Supplied material Start Marker
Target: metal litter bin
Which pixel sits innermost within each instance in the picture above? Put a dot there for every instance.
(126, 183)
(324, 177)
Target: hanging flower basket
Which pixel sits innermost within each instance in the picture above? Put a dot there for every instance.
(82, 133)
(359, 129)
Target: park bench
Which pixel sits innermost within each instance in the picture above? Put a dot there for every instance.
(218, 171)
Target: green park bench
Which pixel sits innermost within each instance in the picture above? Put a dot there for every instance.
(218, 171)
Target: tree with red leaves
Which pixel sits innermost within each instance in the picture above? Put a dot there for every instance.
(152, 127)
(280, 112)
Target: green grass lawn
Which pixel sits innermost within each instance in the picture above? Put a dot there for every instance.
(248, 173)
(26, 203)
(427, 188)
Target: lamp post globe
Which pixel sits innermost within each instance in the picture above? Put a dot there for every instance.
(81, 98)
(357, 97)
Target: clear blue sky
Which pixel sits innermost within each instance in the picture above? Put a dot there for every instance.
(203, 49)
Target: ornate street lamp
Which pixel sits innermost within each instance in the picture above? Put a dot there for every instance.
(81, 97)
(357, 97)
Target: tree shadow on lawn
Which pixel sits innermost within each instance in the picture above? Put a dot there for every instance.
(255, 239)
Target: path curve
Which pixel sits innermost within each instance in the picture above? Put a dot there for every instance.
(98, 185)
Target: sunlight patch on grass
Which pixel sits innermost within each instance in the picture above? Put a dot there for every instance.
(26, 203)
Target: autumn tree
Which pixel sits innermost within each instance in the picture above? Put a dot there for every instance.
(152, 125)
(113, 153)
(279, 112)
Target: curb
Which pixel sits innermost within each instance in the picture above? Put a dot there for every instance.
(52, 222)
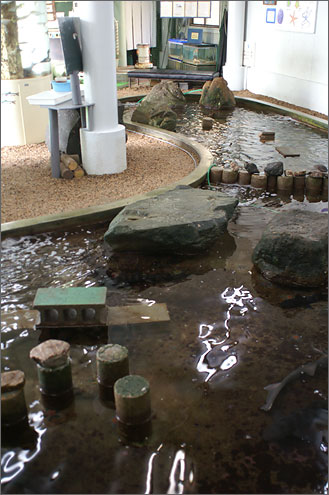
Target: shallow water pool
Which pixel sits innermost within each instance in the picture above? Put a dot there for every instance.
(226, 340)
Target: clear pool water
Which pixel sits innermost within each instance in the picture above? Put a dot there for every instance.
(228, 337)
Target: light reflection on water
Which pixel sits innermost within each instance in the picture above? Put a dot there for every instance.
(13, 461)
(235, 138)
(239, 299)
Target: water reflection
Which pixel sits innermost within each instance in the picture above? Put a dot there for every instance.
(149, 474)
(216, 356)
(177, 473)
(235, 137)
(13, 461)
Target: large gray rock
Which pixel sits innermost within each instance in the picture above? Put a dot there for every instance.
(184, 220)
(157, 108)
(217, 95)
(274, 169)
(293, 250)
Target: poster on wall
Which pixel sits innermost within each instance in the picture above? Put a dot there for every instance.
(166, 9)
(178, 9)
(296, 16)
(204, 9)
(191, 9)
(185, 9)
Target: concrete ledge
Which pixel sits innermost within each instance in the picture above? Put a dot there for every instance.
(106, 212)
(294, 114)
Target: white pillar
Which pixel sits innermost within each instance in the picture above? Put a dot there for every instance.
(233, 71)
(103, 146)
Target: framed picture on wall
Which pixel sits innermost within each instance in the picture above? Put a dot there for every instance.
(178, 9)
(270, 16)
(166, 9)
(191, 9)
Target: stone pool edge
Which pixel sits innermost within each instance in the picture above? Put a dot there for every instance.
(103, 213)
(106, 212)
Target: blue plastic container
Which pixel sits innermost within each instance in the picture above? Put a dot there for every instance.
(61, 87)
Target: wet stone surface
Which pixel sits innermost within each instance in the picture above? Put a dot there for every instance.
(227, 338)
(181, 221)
Supplied material End Marker
Supplied material Start Marker
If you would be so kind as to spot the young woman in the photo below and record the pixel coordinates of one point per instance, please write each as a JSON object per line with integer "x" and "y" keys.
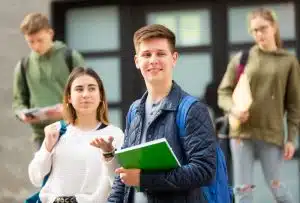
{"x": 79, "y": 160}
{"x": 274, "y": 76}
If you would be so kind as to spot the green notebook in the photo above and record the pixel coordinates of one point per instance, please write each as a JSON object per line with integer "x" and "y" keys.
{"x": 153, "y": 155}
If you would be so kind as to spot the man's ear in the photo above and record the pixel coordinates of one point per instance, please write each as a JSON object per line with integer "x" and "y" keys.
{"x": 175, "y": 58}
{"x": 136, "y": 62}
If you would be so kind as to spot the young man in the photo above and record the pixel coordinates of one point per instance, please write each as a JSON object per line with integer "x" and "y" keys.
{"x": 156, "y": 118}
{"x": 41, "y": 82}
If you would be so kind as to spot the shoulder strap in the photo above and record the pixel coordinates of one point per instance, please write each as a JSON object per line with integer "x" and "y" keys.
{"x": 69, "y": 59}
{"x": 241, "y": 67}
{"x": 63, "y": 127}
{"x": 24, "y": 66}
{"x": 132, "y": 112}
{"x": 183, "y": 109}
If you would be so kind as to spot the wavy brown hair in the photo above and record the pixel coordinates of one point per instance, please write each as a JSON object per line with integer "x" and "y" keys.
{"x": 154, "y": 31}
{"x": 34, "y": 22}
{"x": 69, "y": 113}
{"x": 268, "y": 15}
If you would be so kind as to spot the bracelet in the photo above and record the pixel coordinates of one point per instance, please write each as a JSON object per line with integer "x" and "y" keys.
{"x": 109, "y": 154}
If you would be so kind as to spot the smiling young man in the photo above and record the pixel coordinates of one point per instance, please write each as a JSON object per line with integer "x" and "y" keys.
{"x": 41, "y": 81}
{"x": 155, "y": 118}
Supplied material End Marker
Exercise details
For the word "lawn", tally the lines of the entries in which it appears and give the total alone.

Output for this exercise
2